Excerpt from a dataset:
-- BEGIN --

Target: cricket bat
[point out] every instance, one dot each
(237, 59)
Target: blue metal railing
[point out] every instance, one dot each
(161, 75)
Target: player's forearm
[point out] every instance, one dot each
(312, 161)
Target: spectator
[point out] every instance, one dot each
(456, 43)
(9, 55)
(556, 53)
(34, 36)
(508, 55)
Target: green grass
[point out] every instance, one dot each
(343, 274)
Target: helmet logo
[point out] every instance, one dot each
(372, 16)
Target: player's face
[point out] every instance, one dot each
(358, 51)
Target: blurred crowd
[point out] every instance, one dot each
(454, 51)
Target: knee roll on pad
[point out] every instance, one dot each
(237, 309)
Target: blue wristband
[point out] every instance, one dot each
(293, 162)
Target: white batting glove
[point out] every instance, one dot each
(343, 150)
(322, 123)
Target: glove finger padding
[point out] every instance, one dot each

-- END --

# Problem requirements
Could you edit the items above so that each "Target" reads "Object" instead, with nothing else changed?

# Task answer
Object: cricket bat
[point out] every instance, one dot each
(237, 59)
Object: blue metal railing
[point out] every instance, one dot each
(161, 75)
Object: player's forearm
[point out] every instance, one dot each
(312, 161)
Object: spectator
[point out] every instance, one dot each
(456, 43)
(9, 55)
(556, 53)
(34, 36)
(508, 55)
Object: green grass
[point out] every instance, one dot each
(343, 274)
Object: helmet logo
[point out] every instance, one dot each
(372, 16)
Object: player's face
[point out] every instance, one dot each
(358, 51)
Object: blurred crowd
[point out] every instance, one dot each
(454, 51)
Object: knee roll on pad
[point out] every instance, one dot each
(237, 309)
Object: blue wristband
[point out] every instance, one dot each
(293, 162)
Object: white batting glove
[point out] every instance, one dot each
(343, 150)
(322, 123)
Object: glove finger padding
[point out] every instance, one dot each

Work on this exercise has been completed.